▸ Task inputs:
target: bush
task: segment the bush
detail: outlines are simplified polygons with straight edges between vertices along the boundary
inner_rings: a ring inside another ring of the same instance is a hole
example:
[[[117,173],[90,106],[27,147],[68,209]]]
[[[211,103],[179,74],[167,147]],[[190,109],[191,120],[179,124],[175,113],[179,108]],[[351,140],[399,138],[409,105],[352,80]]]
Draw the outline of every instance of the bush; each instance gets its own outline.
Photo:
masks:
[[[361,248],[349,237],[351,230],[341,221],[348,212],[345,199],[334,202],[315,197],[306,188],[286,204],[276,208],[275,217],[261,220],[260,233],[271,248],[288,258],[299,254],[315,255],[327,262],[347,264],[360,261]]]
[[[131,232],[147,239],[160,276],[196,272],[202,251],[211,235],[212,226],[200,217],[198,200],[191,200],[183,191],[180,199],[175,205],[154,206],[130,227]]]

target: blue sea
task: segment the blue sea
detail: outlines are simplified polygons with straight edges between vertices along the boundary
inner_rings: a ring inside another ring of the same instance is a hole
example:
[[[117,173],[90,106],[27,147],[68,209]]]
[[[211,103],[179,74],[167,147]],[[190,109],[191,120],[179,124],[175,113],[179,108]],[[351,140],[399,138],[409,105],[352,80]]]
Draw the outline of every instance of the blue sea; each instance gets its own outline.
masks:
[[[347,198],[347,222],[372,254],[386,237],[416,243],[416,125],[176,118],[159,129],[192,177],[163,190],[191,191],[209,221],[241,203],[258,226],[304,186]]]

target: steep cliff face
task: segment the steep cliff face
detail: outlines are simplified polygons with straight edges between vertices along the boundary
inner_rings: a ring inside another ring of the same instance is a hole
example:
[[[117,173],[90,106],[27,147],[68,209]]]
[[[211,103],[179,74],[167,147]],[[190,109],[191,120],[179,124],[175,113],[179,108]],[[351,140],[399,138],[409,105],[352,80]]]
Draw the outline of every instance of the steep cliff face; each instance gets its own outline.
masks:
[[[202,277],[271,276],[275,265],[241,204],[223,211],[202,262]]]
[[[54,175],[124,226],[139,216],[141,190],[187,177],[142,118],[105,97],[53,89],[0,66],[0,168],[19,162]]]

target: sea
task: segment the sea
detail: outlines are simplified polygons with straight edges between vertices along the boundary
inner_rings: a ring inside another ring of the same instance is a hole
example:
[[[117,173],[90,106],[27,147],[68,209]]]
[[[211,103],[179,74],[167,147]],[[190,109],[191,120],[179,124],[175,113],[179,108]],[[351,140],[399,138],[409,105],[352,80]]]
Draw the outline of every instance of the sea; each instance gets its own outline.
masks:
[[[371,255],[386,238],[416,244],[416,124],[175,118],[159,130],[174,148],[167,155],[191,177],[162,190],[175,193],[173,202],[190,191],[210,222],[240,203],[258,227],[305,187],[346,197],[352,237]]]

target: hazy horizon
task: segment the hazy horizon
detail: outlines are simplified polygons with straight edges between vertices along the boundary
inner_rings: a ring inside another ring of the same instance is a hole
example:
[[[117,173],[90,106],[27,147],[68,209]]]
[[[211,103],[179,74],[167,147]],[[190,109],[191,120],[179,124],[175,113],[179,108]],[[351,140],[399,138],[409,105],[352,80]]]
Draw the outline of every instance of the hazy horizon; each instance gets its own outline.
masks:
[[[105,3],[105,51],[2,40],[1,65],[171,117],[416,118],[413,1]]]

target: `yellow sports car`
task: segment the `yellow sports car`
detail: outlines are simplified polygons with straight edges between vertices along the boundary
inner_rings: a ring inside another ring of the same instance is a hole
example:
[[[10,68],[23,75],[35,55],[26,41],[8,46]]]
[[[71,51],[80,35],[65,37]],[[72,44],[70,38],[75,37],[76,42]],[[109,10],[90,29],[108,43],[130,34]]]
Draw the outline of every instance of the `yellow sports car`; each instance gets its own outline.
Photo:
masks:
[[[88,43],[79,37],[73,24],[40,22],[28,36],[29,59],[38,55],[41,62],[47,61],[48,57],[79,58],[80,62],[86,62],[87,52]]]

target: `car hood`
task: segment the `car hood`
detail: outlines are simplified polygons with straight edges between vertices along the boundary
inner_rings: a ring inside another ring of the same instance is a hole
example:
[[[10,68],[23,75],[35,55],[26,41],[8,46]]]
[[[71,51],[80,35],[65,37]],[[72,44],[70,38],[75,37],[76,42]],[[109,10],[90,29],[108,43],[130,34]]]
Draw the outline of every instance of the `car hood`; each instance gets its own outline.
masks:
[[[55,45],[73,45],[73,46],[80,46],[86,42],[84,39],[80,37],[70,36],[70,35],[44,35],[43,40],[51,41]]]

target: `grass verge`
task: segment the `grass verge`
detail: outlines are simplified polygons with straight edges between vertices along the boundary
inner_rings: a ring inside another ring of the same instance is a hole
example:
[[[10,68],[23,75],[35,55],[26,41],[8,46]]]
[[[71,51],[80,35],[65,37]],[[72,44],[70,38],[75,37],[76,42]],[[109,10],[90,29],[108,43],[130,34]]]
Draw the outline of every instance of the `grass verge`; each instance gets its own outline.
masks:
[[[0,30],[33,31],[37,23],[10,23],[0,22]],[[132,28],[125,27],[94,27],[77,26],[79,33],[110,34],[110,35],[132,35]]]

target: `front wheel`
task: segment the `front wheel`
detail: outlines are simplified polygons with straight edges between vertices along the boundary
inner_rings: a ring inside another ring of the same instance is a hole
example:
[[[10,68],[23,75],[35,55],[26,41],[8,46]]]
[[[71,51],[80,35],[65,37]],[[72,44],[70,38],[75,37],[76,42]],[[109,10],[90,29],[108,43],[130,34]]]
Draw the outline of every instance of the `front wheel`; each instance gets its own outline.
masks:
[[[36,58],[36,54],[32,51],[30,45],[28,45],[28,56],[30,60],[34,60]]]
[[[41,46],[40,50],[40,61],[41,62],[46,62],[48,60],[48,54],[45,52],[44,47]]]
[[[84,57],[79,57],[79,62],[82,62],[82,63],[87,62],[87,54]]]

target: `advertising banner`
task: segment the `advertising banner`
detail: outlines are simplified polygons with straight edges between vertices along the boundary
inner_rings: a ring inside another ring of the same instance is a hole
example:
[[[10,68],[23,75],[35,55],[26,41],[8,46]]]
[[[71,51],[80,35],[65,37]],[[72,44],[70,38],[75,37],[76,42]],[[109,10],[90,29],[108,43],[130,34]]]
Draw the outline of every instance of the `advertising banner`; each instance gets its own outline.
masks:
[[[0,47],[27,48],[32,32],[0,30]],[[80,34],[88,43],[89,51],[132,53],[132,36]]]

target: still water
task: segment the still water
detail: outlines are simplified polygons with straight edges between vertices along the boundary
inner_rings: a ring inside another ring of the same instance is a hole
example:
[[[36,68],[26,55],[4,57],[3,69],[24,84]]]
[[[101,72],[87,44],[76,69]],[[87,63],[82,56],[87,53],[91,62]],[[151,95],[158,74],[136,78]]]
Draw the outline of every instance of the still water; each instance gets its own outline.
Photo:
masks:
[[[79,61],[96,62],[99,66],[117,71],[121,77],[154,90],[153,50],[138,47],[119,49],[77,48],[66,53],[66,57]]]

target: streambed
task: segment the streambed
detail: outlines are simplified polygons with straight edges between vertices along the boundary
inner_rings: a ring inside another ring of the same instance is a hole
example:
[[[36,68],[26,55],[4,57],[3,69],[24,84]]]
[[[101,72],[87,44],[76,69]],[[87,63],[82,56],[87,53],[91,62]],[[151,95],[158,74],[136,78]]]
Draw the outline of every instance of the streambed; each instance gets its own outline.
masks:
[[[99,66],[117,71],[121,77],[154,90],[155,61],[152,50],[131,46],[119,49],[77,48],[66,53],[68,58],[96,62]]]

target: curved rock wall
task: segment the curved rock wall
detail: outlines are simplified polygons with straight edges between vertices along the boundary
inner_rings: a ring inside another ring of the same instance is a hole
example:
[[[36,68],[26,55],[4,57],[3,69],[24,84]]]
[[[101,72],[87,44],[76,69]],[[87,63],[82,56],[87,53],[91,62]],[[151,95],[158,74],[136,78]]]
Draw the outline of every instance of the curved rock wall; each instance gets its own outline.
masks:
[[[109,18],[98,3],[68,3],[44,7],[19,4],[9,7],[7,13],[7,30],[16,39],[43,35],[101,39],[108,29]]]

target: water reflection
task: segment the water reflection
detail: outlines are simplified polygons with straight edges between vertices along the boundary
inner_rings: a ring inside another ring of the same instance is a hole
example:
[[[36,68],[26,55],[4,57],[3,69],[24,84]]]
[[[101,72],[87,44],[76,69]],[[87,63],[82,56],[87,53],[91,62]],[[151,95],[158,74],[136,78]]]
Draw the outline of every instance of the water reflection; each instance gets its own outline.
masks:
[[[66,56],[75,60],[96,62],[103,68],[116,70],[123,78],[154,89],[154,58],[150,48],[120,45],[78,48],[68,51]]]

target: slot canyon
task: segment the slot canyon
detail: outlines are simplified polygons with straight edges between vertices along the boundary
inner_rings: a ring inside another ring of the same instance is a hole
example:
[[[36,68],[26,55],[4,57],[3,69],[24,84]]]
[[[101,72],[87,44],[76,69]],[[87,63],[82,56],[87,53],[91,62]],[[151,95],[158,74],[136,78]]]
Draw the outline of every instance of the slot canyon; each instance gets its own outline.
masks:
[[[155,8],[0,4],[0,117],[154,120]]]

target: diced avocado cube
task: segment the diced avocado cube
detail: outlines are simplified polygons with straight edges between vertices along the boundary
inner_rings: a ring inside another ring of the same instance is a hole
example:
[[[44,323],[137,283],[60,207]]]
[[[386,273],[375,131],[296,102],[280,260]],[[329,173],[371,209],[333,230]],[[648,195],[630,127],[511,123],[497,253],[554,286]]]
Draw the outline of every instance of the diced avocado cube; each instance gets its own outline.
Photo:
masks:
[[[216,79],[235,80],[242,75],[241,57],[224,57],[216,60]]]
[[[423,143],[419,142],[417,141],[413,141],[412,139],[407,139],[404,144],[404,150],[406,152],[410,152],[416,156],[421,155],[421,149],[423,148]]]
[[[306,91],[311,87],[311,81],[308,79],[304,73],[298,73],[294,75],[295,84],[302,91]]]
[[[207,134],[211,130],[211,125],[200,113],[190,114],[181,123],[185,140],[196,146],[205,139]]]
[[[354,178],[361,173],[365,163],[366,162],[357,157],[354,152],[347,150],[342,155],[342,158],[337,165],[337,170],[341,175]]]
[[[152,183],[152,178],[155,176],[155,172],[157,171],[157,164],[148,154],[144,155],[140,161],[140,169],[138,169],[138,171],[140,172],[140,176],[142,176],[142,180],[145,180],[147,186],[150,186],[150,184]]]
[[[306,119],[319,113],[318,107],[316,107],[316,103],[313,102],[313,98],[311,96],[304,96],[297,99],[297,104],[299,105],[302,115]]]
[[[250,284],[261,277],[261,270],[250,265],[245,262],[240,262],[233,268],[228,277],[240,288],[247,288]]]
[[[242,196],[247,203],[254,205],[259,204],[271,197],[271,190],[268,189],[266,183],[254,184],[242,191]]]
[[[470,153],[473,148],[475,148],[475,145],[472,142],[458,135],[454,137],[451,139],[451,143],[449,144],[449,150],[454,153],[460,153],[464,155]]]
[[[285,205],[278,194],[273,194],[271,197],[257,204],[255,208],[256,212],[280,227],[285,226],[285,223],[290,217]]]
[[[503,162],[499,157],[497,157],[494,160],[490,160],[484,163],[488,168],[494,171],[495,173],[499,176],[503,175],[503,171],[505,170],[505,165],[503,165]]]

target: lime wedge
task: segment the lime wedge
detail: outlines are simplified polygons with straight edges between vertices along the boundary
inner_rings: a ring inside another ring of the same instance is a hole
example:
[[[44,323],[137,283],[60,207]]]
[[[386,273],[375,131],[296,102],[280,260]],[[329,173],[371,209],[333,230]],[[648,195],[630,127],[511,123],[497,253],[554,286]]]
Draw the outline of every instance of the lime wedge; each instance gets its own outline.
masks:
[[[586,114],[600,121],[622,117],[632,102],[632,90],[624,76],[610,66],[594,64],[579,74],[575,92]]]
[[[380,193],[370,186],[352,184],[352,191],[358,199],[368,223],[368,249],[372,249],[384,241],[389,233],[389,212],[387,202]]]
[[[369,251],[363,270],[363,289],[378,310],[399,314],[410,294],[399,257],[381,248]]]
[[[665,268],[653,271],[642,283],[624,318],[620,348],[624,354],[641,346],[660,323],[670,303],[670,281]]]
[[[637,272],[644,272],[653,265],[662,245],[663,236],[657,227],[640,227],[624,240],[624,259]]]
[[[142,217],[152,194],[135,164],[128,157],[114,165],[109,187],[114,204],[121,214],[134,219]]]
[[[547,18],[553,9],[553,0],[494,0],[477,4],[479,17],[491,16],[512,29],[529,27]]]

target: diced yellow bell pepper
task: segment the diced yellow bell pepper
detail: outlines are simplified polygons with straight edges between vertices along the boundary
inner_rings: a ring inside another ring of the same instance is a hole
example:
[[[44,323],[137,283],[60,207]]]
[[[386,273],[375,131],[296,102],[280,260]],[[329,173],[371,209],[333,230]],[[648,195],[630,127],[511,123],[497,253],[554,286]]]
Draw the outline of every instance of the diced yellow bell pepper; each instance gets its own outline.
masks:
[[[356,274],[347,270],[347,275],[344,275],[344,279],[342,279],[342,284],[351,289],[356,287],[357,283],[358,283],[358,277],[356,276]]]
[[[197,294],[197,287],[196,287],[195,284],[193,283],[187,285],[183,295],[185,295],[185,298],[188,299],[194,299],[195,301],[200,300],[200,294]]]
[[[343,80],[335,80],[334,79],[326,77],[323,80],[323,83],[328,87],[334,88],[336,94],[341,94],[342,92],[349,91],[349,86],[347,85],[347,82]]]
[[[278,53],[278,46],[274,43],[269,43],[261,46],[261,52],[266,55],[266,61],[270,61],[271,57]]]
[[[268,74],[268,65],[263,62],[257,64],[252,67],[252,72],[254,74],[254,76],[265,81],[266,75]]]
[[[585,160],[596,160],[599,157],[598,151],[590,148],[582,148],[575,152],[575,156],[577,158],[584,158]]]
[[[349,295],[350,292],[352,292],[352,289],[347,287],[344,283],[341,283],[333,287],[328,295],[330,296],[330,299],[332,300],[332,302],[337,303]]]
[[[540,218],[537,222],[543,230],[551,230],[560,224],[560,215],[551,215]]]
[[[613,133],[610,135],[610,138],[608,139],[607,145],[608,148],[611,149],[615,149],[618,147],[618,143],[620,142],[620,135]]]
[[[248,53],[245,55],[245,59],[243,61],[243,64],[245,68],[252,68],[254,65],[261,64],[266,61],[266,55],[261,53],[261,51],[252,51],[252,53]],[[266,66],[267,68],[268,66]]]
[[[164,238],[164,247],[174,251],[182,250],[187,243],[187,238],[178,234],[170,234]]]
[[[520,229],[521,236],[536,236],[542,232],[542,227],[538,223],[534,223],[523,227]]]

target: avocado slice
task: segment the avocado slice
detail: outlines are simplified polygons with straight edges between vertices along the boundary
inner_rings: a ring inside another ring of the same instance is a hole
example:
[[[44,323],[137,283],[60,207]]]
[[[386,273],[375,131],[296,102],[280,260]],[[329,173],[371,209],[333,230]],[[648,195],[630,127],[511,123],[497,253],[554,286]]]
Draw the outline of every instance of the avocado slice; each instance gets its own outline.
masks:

▸ Directive:
Every line from the one containing "target: avocado slice" through the last line of the entries must be written out verbatim, and no other line.

▸ The solution:
target: avocado slice
task: segment the avocado slice
detail: outlines are simplified polygons with straight edges between vertices along the boundary
inner_rings: a ring inside another ring of the same instance is a hole
example:
[[[44,323],[137,283],[60,207]]]
[[[386,273],[375,131],[296,102],[280,260]],[[329,173],[371,209],[333,230]],[[648,195],[630,127],[511,123],[497,253],[554,286]]]
Draw the outline of every instance of the avocado slice; each instance gets its own outline.
masks:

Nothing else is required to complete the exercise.